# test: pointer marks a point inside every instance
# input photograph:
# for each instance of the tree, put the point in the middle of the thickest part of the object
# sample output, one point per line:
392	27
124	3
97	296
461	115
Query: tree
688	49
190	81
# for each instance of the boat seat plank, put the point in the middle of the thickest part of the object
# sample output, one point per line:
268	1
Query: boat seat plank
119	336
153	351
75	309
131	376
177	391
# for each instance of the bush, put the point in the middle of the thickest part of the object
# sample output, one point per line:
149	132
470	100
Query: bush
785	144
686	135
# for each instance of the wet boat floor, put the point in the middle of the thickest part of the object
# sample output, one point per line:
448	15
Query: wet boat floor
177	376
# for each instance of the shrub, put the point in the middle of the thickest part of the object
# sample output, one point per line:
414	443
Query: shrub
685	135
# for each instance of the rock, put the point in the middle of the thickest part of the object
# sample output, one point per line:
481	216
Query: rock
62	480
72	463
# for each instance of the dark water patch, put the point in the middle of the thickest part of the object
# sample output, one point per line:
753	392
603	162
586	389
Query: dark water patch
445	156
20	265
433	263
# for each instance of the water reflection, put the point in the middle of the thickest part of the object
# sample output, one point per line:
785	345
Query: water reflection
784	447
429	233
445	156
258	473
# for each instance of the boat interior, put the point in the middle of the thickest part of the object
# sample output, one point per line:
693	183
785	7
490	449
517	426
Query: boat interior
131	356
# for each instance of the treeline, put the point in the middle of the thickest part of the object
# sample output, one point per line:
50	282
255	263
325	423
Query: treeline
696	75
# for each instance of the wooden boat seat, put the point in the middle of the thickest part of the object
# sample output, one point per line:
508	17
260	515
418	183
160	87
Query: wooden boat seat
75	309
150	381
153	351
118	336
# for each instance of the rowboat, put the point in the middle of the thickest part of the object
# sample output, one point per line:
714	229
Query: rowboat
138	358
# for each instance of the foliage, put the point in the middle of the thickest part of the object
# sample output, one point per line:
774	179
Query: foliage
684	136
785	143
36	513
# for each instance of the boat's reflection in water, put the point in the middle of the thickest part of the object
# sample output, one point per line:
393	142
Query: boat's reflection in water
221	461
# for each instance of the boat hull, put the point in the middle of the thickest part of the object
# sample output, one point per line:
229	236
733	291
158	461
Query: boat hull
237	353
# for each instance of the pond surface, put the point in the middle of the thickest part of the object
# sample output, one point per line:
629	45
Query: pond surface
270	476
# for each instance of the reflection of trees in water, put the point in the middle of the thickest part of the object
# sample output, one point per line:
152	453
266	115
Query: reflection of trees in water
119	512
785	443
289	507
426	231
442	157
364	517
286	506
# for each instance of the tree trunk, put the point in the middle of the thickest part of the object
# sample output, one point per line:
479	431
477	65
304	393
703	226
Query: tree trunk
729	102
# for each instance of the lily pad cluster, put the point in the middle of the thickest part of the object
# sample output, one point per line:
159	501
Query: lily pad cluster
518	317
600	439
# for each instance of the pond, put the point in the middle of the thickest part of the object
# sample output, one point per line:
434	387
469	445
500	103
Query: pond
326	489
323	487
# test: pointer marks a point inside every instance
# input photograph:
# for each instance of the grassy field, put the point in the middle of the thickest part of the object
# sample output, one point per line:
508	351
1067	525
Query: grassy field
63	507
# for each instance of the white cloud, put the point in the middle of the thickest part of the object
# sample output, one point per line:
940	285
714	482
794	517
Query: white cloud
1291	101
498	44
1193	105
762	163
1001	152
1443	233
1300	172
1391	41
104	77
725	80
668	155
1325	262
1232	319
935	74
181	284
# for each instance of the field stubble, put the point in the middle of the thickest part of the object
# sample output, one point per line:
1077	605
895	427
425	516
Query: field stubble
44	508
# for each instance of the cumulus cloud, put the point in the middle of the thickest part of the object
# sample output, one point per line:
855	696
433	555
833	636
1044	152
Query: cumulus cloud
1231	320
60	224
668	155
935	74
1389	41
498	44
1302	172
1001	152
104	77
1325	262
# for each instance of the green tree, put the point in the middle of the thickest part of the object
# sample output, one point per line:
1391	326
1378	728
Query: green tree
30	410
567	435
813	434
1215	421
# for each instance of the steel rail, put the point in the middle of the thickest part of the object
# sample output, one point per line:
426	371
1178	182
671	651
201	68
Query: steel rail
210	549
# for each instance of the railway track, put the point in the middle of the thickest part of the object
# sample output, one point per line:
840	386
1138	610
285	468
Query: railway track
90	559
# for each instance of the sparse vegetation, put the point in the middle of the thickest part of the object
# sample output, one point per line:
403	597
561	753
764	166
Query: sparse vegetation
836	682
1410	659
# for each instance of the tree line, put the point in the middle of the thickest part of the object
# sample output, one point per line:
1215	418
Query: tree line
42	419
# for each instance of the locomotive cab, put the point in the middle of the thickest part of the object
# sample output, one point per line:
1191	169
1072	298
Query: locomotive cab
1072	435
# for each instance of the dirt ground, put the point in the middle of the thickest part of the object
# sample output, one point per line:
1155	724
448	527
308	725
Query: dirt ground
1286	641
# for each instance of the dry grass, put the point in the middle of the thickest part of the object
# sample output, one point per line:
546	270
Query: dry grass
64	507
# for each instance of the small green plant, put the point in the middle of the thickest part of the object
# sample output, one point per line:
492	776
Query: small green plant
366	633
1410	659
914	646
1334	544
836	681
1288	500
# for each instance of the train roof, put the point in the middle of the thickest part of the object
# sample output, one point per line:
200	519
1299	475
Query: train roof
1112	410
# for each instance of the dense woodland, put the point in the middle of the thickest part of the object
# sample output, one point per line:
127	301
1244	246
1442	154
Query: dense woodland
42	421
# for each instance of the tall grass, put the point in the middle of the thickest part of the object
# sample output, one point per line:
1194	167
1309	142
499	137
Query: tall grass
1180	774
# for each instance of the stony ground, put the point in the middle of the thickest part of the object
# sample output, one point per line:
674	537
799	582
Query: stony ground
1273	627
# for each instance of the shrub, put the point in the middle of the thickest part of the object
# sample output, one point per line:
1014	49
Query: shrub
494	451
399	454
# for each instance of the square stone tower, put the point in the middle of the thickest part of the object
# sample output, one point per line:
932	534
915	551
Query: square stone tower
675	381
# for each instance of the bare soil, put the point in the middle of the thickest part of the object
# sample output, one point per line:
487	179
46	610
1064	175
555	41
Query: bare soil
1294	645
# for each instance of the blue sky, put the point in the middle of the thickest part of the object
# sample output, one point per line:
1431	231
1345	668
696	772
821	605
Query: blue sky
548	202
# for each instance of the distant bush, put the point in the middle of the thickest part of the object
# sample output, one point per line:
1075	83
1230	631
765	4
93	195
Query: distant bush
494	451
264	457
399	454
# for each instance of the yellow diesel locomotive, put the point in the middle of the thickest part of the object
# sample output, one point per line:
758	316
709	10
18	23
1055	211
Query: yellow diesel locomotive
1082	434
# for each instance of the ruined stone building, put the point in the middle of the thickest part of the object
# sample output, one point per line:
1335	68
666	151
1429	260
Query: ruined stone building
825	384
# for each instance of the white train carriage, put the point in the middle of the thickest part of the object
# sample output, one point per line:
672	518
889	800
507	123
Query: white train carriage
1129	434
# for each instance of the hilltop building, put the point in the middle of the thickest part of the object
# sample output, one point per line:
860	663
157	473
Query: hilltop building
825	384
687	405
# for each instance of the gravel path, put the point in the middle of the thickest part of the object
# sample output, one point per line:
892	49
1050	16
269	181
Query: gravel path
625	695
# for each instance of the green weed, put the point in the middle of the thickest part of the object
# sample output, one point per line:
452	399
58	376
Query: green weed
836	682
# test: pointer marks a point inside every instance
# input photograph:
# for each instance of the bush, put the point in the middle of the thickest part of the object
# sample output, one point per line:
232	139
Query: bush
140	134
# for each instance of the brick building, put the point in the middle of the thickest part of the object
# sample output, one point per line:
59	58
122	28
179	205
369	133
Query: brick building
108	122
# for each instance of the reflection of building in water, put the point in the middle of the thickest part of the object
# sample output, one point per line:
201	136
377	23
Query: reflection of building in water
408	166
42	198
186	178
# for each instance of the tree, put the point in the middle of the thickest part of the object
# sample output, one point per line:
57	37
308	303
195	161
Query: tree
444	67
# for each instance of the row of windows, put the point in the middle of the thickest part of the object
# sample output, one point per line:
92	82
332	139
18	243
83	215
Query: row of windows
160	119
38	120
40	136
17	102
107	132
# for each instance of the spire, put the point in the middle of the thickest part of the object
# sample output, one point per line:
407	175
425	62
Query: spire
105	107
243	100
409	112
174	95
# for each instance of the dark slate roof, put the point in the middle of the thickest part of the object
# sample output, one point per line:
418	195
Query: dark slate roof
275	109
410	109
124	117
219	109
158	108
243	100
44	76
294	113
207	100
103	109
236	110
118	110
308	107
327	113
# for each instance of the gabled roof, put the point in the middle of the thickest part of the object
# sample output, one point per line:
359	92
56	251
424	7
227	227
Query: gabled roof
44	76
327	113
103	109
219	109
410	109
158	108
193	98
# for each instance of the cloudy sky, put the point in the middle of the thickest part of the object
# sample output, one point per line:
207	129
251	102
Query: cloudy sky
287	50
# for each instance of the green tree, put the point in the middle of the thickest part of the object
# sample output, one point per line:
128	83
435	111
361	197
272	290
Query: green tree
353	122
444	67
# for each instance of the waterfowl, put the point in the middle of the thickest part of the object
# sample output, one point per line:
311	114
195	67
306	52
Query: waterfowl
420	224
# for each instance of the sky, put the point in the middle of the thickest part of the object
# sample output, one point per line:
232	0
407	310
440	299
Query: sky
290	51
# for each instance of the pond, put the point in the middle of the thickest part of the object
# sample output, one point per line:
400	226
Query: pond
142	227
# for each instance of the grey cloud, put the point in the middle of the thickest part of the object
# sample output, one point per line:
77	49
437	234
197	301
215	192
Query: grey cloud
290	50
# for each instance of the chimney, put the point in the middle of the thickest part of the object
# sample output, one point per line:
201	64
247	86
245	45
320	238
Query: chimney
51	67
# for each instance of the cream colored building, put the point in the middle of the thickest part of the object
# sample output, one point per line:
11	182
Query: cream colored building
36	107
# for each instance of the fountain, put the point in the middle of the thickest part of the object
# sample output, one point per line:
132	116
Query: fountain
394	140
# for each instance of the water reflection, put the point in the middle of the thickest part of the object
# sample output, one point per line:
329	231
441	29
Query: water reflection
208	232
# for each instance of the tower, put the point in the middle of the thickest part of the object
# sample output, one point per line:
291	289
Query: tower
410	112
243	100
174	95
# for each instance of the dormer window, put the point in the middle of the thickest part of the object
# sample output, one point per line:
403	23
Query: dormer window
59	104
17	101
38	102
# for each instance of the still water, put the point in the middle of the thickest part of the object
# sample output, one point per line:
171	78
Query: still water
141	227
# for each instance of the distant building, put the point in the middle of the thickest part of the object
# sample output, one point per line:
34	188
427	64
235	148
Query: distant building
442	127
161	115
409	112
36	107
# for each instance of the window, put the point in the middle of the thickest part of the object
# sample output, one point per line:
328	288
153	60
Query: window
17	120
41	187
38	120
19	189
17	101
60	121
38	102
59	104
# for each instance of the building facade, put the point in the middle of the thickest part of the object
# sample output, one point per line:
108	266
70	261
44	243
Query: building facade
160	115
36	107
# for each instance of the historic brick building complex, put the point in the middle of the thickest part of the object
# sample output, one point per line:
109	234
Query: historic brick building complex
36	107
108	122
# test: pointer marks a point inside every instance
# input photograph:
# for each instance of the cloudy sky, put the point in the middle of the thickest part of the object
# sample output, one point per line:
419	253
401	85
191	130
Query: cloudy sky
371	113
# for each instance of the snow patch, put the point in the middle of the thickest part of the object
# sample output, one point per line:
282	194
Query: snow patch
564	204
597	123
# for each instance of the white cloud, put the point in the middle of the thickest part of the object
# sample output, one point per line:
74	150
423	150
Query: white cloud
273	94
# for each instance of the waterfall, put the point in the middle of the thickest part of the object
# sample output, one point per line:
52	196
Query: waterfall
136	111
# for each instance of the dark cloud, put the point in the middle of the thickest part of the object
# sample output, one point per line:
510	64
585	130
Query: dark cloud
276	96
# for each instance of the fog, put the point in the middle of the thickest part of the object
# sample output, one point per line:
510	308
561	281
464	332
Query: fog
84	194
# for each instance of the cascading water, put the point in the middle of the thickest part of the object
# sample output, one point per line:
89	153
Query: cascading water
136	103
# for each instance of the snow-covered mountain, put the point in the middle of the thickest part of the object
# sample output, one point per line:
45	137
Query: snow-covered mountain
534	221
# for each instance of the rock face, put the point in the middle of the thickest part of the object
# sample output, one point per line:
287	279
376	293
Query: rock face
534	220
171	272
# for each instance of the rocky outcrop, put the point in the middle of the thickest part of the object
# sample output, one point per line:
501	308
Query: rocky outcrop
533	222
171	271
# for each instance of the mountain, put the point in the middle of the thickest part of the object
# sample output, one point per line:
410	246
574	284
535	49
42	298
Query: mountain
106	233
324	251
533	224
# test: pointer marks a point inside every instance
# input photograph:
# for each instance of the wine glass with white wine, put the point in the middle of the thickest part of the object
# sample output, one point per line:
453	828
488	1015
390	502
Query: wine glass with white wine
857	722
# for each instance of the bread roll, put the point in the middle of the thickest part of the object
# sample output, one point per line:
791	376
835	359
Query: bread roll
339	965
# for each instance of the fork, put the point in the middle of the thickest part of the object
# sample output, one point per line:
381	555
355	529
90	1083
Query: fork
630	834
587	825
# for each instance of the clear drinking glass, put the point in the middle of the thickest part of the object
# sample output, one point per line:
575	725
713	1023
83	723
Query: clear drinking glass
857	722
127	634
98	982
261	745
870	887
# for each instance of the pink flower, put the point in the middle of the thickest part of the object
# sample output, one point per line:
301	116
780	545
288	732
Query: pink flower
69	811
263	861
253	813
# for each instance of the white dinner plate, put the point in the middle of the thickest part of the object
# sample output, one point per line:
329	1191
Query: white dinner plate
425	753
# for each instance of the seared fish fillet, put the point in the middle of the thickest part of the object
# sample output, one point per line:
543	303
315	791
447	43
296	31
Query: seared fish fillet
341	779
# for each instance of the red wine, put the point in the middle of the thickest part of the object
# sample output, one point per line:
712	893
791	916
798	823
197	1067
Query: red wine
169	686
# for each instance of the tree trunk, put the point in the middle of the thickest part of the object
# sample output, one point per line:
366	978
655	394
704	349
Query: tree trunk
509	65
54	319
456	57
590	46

━━━━

▶ **Assignment**:
Return the lines exactly as they stand, please. Start at the top of the material and finish with the line where "# for each instance of the dark water" appears.

▶ **Answer section**:
# test: pointer marks a point inside every instance
# input photograph:
# for each instance of the tree, put the point in the middle of the thickest part of the object
# sample output, one point per line:
392	27
124	3
97	296
461	115
Query: tree
688	49
190	81
# for each instance of the boat seat plank, put the point in the middle of the thickest part of the object
# sample output, one point per line:
268	1
Query: boat seat plank
119	336
153	351
75	309
131	376
177	391
# for each instance of the bush, put the point in the middle of the thickest part of the object
# sample output, one point per line:
149	132
470	100
Query: bush
785	144
686	135
# for each instance of the wet boat floor, put the point in the middle of the thickest part of the object
# sample output, one point per line:
448	15
Query: wet boat floor
177	376
# for each instance of the shrub, put the point in the middle of the thickest part of the object
# sample output, one point per line:
414	443
Query: shrub
685	135
# for each instance of the rock, put the point in the middle of the thickest part of the object
# sample output, one point per line:
481	216
Query: rock
62	480
72	463
# for each instance of the dark water patch, put the point in the middle of the thickest part of the object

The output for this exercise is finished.